## What you need to do
Convert every line of the rows below into a Markdown table with two columns, No. and Entry. Number each line in the No. column and leave out any blank lines.

Dataset excerpt:

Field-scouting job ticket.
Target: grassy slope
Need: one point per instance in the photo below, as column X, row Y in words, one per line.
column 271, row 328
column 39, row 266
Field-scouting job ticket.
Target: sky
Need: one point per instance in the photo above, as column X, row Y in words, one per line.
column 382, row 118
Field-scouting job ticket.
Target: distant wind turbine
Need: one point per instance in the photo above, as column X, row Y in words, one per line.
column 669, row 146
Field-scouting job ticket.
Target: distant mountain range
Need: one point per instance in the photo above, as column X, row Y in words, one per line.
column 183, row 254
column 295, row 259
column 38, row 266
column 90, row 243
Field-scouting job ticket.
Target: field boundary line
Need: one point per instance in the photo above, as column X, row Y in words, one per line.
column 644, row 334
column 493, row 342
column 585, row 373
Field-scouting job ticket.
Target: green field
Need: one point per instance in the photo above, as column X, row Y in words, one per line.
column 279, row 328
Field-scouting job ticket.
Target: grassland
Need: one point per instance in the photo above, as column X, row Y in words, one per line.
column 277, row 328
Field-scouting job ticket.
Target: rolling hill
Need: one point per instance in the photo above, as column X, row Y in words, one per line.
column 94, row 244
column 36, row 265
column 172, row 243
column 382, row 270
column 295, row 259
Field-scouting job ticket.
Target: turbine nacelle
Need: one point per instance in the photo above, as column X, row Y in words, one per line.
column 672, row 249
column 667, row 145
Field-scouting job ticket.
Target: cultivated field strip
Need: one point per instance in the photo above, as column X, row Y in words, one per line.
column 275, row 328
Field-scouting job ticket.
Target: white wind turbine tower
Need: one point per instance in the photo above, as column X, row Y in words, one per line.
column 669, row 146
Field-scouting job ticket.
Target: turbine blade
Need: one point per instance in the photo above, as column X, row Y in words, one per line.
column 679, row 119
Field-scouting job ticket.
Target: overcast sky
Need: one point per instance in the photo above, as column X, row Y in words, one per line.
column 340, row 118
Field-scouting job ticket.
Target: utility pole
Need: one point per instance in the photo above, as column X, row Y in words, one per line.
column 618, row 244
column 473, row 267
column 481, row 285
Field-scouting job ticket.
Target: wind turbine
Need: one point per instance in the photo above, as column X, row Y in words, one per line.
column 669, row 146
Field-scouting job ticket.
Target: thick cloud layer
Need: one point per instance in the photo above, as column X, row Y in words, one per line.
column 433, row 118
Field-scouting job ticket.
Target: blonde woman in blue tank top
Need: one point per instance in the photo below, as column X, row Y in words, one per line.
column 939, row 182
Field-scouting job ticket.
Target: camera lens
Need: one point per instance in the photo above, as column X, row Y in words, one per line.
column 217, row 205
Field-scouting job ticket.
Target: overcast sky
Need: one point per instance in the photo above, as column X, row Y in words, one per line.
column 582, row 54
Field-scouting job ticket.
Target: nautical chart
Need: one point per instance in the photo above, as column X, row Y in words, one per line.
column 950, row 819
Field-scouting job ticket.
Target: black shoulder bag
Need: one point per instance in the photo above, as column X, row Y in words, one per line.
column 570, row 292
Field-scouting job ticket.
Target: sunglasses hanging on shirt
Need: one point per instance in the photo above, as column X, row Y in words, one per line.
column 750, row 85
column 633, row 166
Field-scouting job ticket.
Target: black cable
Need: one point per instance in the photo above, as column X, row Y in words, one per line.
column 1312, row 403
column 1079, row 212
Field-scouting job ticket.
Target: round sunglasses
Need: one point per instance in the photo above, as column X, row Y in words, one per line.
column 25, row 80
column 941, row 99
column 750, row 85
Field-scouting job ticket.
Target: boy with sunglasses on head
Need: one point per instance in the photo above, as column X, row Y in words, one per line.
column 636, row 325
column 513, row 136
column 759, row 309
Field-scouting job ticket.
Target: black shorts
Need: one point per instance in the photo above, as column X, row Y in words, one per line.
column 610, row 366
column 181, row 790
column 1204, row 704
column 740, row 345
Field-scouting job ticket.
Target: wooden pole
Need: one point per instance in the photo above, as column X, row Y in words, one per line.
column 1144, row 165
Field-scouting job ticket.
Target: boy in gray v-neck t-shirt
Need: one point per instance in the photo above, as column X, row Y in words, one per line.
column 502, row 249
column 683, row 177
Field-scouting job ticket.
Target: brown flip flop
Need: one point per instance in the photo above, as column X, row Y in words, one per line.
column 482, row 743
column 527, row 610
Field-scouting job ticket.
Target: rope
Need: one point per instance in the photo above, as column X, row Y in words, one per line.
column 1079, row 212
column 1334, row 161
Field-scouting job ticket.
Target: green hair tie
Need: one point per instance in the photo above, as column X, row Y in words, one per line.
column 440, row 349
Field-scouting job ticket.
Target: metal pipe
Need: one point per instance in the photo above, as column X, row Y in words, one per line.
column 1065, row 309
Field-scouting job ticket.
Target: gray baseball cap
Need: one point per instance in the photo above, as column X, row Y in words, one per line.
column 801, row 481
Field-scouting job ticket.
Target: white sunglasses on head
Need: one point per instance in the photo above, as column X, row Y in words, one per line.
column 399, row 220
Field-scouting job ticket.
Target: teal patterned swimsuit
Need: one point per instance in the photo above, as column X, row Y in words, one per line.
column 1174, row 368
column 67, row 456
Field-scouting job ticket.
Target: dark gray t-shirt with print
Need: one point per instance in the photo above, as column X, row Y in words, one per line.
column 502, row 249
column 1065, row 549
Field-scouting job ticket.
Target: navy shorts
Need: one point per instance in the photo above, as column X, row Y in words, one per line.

## Full solution
| No. | Entry |
|---|---|
| 1 | Field-scouting job ticket. |
| 2 | Target: grassy slope |
| 3 | Need: one point per instance in the photo below, as column X, row Y in words, one per line. |
| 4 | column 271, row 328 |
| 5 | column 39, row 266 |
| 6 | Field-scouting job ticket. |
| 7 | Target: sky |
| 8 | Need: one point per instance in the photo above, as column X, row Y in words, one per line. |
| 9 | column 382, row 118 |
| 10 | Field-scouting job ticket. |
| 11 | Target: distant wind turbine |
| 12 | Need: one point per instance in the photo above, as column X, row Y in words, one per line. |
| 13 | column 669, row 146 |
| 14 | Field-scouting job ticket. |
| 15 | Target: distant mountain range |
| 16 | Need: one point per instance in the photo above, as column X, row Y in words, one per line. |
| 17 | column 183, row 254 |
| 18 | column 295, row 259 |
| 19 | column 38, row 266 |
| 20 | column 90, row 243 |
| 21 | Field-scouting job ticket. |
| 22 | Target: field boundary line |
| 23 | Need: one point per instance in the photo above, as column X, row Y in words, one per line. |
| 24 | column 644, row 334 |
| 25 | column 493, row 342 |
| 26 | column 585, row 373 |
| 27 | Field-scouting job ticket. |
| 28 | Target: green field |
| 29 | Need: one point per instance in the photo above, as column X, row Y in words, one per line. |
| 30 | column 279, row 328 |
| 31 | Field-scouting job ticket. |
| 32 | Target: grassland |
| 33 | Need: one point per instance in the photo above, as column X, row Y in words, one per line. |
| 34 | column 277, row 328 |
| 35 | Field-scouting job ticket. |
| 36 | Target: rolling hill |
| 37 | Need: one point per instance in the photo above, as column X, row Y in words, one per line. |
| 38 | column 94, row 244 |
| 39 | column 36, row 265 |
| 40 | column 172, row 243 |
| 41 | column 382, row 270 |
| 42 | column 295, row 259 |
| 43 | Field-scouting job ticket. |
| 44 | Target: turbine nacelle |
| 45 | Need: one point per instance in the photo above, as column X, row Y in words, one per line. |
| 46 | column 672, row 249 |
| 47 | column 667, row 145 |
| 48 | Field-scouting job ticket. |
| 49 | Target: cultivated field strip |
| 50 | Need: one point per instance in the photo above, as column X, row Y in words, one per line. |
| 51 | column 275, row 328 |
| 52 | Field-scouting job ticket. |
| 53 | Target: white wind turbine tower |
| 54 | Need: one point per instance in the photo above, as column X, row Y in words, one per line. |
| 55 | column 669, row 146 |
| 56 | Field-scouting job ticket. |
| 57 | Target: turbine blade |
| 58 | Need: one point per instance in the photo above, as column X, row Y in words, one per line. |
| 59 | column 679, row 119 |
| 60 | Field-scouting job ticket. |
| 61 | Target: overcast sky |
| 62 | Need: one point per instance in the photo above, as column X, row Y in words, one per line. |
| 63 | column 340, row 118 |
| 64 | Field-scouting job ticket. |
| 65 | Target: utility pole |
| 66 | Need: one point per instance in the photo above, as column X, row Y in words, one per line. |
| 67 | column 618, row 244 |
| 68 | column 473, row 267 |
| 69 | column 481, row 285 |
| 70 | Field-scouting job ticket. |
| 71 | Target: wind turbine |
| 72 | Need: one point per instance in the photo above, as column X, row Y in words, one per line. |
| 73 | column 669, row 146 |
| 74 | Field-scouting job ticket. |
| 75 | Target: thick cloud layer |
| 76 | Need: one point per instance in the photo above, as column X, row Y in words, one per line. |
| 77 | column 433, row 118 |
| 78 | Field-scouting job ticket. |
| 79 | Target: blonde woman in blue tank top |
| 80 | Need: one point per instance in the photo below, as column X, row Y in words, one per line. |
| 81 | column 939, row 182 |
| 82 | Field-scouting job ticket. |
| 83 | Target: camera lens |
| 84 | Need: one point per instance in the photo above, as column X, row Y in words, one per line. |
| 85 | column 217, row 205 |
| 86 | Field-scouting job ticket. |
| 87 | Target: overcast sky |
| 88 | Need: one point per instance in the photo above, as column X, row Y in words, one per line. |
| 89 | column 582, row 54 |
| 90 | Field-scouting job ticket. |
| 91 | Target: nautical chart |
| 92 | Need: one point per instance in the photo above, as column X, row Y in words, one per line. |
| 93 | column 950, row 819 |
| 94 | Field-scouting job ticket. |
| 95 | Target: black shoulder bag |
| 96 | Need: one point per instance in the photo above, as column X, row Y in words, one per line. |
| 97 | column 570, row 292 |
| 98 | Field-scouting job ticket. |
| 99 | Target: sunglasses hanging on shirt |
| 100 | Need: one point per instance in the photo above, as column X, row Y in words, one per line. |
| 101 | column 750, row 85 |
| 102 | column 633, row 166 |
| 103 | Field-scouting job ticket. |
| 104 | Target: black cable |
| 105 | Need: one point per instance in the photo above, as column X, row Y in words, one per line. |
| 106 | column 1312, row 403 |
| 107 | column 1079, row 212 |
| 108 | Field-scouting job ticket. |
| 109 | Target: round sunglasses |
| 110 | Need: one point per instance in the photo above, as column X, row Y in words, one per line. |
| 111 | column 25, row 80 |
| 112 | column 941, row 99 |
| 113 | column 750, row 85 |
| 114 | Field-scouting job ticket. |
| 115 | Target: boy with sunglasses on head |
| 116 | Need: one point per instance in the photo above, as column X, row Y in words, one per line. |
| 117 | column 636, row 325 |
| 118 | column 513, row 136 |
| 119 | column 759, row 309 |
| 120 | Field-scouting job ticket. |
| 121 | Target: black shorts |
| 122 | Need: one point per instance in the photo above, as column X, row Y in words, one per line. |
| 123 | column 610, row 366 |
| 124 | column 181, row 790 |
| 125 | column 1204, row 704 |
| 126 | column 740, row 345 |
| 127 | Field-scouting job ticket. |
| 128 | Target: wooden pole |
| 129 | Need: one point per instance in the photo above, as column X, row Y in words, one per line. |
| 130 | column 1144, row 165 |
| 131 | Field-scouting job ticket. |
| 132 | Target: boy in gray v-neck t-shirt |
| 133 | Need: one point per instance in the photo above, as column X, row Y in words, one per line. |
| 134 | column 502, row 249 |
| 135 | column 683, row 177 |
| 136 | Field-scouting job ticket. |
| 137 | Target: brown flip flop |
| 138 | Need: one point per instance in the photo above, as column X, row Y in words, one per line. |
| 139 | column 482, row 743 |
| 140 | column 527, row 610 |
| 141 | Field-scouting job ticket. |
| 142 | Target: rope |
| 143 | Need: one point per instance in the photo above, as column X, row Y in words, one per line. |
| 144 | column 1079, row 212 |
| 145 | column 1334, row 161 |
| 146 | Field-scouting job ticket. |
| 147 | Target: green hair tie |
| 148 | Need: one point per instance in the photo above, as column X, row Y in words, one per line. |
| 149 | column 440, row 349 |
| 150 | Field-scouting job ticket. |
| 151 | Target: metal pipe |
| 152 | Need: one point per instance in the photo above, as column X, row Y in words, one per line. |
| 153 | column 1065, row 309 |
| 154 | Field-scouting job ticket. |
| 155 | Target: gray baseball cap |
| 156 | Need: one point per instance in the photo above, as column X, row Y in words, one per line. |
| 157 | column 801, row 481 |
| 158 | Field-scouting job ticket. |
| 159 | Target: white sunglasses on head |
| 160 | Need: one point per instance in the photo above, as column X, row Y in words, one per line. |
| 161 | column 399, row 220 |
| 162 | Field-scouting job ticket. |
| 163 | Target: teal patterned swimsuit |
| 164 | Need: one point per instance in the photo above, as column X, row Y in words, one per line. |
| 165 | column 1174, row 368 |
| 166 | column 67, row 456 |
| 167 | Field-scouting job ticket. |
| 168 | Target: dark gray t-shirt with print |
| 169 | Need: one point per instance in the photo above, as column X, row Y in words, one per line. |
| 170 | column 502, row 249 |
| 171 | column 1065, row 549 |
| 172 | Field-scouting job ticket. |
| 173 | Target: navy shorts |
| 174 | Need: one point per instance in the photo above, as column X, row Y in words, one per line. |